start ENTRIES PROVIDED

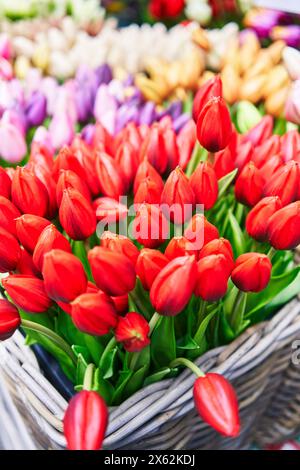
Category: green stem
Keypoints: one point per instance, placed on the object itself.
(182, 361)
(29, 325)
(88, 377)
(238, 311)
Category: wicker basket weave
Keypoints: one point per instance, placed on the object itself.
(162, 416)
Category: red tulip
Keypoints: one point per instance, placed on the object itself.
(217, 404)
(204, 184)
(290, 145)
(120, 244)
(8, 215)
(64, 276)
(69, 179)
(212, 277)
(180, 246)
(174, 286)
(113, 272)
(154, 149)
(219, 246)
(284, 227)
(146, 170)
(214, 126)
(5, 184)
(133, 330)
(244, 154)
(9, 319)
(110, 176)
(148, 266)
(49, 239)
(76, 215)
(258, 218)
(266, 150)
(186, 140)
(252, 272)
(249, 185)
(85, 421)
(94, 314)
(261, 132)
(10, 251)
(109, 210)
(177, 197)
(150, 227)
(28, 193)
(148, 191)
(284, 183)
(128, 159)
(212, 87)
(27, 292)
(28, 228)
(200, 232)
(66, 160)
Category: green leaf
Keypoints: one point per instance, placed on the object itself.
(236, 235)
(107, 363)
(226, 181)
(277, 284)
(163, 343)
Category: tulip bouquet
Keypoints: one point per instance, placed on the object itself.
(130, 256)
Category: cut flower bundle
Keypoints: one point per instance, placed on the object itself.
(125, 292)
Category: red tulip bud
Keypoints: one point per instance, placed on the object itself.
(258, 218)
(148, 191)
(174, 286)
(133, 330)
(261, 132)
(290, 145)
(178, 197)
(214, 126)
(5, 184)
(94, 314)
(85, 421)
(180, 246)
(120, 244)
(148, 266)
(64, 276)
(284, 183)
(217, 404)
(49, 239)
(9, 319)
(109, 210)
(27, 292)
(200, 232)
(10, 251)
(252, 272)
(113, 272)
(69, 179)
(8, 215)
(28, 193)
(29, 227)
(212, 277)
(212, 87)
(150, 227)
(284, 227)
(76, 215)
(146, 170)
(249, 185)
(219, 246)
(204, 184)
(111, 178)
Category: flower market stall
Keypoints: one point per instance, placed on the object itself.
(150, 224)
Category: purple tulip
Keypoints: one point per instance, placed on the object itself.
(36, 109)
(12, 143)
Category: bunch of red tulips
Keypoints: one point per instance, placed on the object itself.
(122, 311)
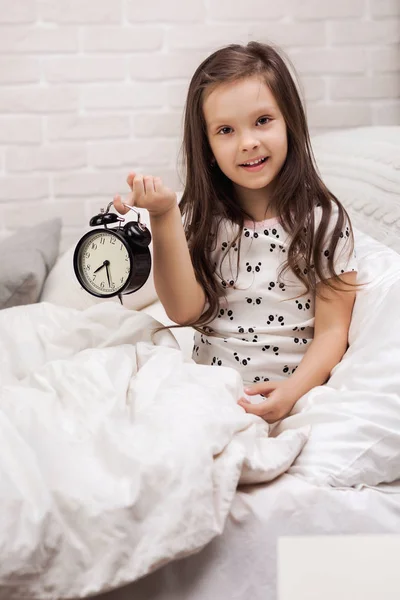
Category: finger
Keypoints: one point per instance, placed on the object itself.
(241, 400)
(118, 205)
(261, 409)
(138, 186)
(130, 178)
(158, 184)
(264, 387)
(148, 182)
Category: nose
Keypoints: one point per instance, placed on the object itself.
(248, 143)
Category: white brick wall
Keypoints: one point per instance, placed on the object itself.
(91, 90)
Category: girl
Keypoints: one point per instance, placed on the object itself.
(263, 266)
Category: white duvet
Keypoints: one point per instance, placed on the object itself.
(116, 455)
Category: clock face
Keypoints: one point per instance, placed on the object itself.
(103, 263)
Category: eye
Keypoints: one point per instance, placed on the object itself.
(225, 130)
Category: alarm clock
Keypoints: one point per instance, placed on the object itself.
(111, 261)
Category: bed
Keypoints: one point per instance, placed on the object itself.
(345, 478)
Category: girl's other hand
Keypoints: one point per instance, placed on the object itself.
(146, 192)
(278, 404)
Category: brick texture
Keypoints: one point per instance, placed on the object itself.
(91, 90)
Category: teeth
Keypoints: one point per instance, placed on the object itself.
(256, 162)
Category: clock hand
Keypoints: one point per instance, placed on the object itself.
(108, 273)
(101, 266)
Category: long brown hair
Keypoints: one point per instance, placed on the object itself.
(209, 195)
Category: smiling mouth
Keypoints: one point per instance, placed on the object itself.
(254, 163)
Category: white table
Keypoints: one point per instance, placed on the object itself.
(343, 567)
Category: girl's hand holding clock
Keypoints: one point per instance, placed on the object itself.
(147, 192)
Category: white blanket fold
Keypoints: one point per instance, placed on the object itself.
(117, 455)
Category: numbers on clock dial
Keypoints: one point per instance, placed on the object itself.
(104, 263)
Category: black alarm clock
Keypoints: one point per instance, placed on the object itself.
(111, 261)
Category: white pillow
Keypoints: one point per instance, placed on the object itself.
(362, 168)
(62, 288)
(355, 417)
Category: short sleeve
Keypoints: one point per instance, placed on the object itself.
(345, 254)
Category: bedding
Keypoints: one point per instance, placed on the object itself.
(117, 455)
(27, 258)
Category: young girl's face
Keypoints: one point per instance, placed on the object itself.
(245, 125)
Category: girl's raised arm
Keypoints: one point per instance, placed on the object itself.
(175, 281)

end ENTRIES PROVIDED

TASK BRIEF →
Scale the part of the rows that opens with the line containing "Category: young girl's face" and runs through the end of the rows. Reproduce only those lines, requests included, with every coordinate in the answers multiplied by 0.65 and rounded to a whole number, halves up.

SOLUTION FOR THIS TASK →
Category: young girl's face
Keypoints: one point per instance, placed on the object itself.
(159, 81)
Category: girl's raised arm
Keypoints: one point per instance, placed on the object itself.
(114, 183)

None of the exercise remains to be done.